• [Try it] Give back every record exactly, with its pictures left out.

=== Section Start ===

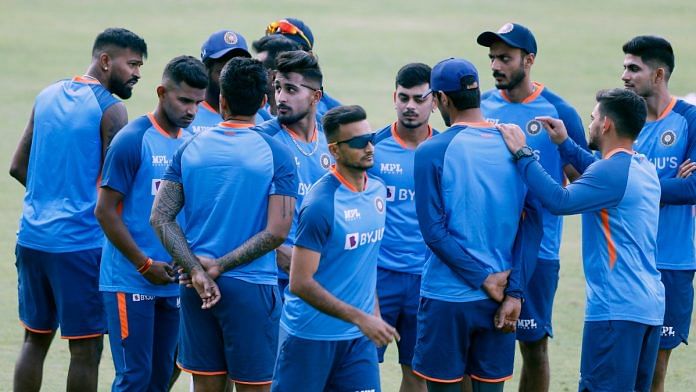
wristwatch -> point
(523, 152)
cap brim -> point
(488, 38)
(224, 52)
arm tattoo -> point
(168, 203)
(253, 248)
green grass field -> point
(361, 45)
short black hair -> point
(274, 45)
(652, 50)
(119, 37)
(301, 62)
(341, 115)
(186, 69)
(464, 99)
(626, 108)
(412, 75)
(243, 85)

=== Section End ===

• [Answer section]
wristwatch -> point
(523, 152)
cap brim -> point
(488, 38)
(224, 52)
arm tattoo -> point
(168, 203)
(253, 248)
green grass field -> point
(361, 45)
short black hair -> point
(274, 45)
(652, 50)
(119, 37)
(301, 62)
(341, 115)
(186, 69)
(464, 99)
(626, 108)
(412, 75)
(243, 85)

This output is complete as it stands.